DIRECTIONS: Read through the records. Copy each line that has the word "shoe".

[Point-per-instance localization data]
· · ·
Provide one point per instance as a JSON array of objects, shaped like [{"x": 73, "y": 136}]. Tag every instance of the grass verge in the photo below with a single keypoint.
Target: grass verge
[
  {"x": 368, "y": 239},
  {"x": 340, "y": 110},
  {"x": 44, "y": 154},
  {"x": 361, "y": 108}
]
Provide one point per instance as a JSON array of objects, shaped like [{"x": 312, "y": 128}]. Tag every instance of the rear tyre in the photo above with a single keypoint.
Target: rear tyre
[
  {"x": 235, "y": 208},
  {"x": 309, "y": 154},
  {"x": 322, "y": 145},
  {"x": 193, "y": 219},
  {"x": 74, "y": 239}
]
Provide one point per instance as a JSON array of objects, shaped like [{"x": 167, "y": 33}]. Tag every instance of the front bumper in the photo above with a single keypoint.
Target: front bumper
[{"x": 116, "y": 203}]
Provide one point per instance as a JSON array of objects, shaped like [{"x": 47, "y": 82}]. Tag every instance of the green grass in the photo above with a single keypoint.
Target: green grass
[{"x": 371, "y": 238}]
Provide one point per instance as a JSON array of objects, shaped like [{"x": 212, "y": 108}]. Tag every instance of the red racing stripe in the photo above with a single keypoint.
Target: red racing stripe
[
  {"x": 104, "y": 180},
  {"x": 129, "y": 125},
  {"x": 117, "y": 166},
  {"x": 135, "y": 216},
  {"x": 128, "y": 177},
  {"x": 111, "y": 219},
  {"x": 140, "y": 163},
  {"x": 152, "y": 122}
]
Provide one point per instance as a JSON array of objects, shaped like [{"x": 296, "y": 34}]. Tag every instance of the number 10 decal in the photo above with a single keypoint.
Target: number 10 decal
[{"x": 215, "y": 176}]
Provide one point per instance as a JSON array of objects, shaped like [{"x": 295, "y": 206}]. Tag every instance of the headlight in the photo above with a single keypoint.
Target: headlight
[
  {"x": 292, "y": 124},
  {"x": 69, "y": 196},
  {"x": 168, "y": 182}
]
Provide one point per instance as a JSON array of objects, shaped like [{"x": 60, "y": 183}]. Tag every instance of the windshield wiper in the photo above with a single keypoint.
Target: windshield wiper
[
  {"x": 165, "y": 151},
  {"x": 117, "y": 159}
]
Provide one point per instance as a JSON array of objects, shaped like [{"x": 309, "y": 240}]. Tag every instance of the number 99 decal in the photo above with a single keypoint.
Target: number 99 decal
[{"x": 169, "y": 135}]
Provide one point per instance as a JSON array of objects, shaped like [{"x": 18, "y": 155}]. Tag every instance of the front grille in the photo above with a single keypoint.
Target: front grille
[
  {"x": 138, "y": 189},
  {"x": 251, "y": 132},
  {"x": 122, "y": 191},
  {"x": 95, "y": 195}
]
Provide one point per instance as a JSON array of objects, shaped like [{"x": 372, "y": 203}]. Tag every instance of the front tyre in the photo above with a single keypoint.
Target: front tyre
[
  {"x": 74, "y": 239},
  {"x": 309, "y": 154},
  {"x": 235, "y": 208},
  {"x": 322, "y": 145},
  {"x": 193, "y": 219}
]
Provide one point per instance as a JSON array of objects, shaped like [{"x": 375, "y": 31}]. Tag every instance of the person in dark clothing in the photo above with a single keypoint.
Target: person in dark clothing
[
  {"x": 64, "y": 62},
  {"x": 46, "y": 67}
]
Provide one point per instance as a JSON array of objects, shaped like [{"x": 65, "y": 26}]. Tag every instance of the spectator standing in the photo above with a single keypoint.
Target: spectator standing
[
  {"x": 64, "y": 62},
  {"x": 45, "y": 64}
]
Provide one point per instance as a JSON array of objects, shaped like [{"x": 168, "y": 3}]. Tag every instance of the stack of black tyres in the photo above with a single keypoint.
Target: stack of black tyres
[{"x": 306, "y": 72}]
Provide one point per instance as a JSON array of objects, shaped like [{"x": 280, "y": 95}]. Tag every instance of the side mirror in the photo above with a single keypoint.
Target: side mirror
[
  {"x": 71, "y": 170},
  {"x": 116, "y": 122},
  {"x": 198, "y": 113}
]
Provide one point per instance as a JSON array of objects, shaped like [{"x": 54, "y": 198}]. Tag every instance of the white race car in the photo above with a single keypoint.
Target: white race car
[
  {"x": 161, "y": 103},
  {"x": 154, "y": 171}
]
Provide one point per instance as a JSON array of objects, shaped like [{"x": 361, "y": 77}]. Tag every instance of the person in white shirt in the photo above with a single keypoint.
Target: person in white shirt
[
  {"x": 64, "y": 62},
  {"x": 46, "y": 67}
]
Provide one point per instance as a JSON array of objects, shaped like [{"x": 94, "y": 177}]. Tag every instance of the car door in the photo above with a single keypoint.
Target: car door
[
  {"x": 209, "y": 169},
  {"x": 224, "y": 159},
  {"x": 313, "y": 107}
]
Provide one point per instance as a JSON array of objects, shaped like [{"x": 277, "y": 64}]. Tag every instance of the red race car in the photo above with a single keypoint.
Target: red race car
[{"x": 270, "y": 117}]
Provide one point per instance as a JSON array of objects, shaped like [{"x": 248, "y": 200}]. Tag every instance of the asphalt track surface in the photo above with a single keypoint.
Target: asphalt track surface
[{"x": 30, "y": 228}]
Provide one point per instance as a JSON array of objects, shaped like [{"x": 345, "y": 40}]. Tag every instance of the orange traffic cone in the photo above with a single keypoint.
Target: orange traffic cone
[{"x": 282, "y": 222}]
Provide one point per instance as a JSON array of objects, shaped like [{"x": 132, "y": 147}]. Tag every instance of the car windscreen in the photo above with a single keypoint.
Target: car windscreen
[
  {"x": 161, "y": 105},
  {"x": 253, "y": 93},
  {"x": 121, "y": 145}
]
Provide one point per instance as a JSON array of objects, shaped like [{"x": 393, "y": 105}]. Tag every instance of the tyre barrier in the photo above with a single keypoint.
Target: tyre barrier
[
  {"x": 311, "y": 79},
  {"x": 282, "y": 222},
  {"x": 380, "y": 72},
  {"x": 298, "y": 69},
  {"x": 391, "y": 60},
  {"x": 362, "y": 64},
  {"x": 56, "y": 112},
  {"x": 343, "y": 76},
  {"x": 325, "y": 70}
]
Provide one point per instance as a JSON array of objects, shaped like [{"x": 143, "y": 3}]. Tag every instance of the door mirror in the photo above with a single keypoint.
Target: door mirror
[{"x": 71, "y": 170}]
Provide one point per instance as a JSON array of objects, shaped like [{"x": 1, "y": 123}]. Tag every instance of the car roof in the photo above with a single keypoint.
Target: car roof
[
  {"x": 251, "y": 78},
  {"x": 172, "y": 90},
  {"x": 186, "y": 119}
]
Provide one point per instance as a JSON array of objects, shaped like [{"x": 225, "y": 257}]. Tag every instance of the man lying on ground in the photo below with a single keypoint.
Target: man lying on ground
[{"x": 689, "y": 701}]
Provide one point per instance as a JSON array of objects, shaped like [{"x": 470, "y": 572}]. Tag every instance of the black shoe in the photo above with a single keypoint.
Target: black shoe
· · ·
RESULT BELOW:
Provide one point per instance as a JSON array of objects, shaped like [{"x": 470, "y": 572}]. Tag every instance of the black shoe in the photo above with a single keypoint.
Target: black shoe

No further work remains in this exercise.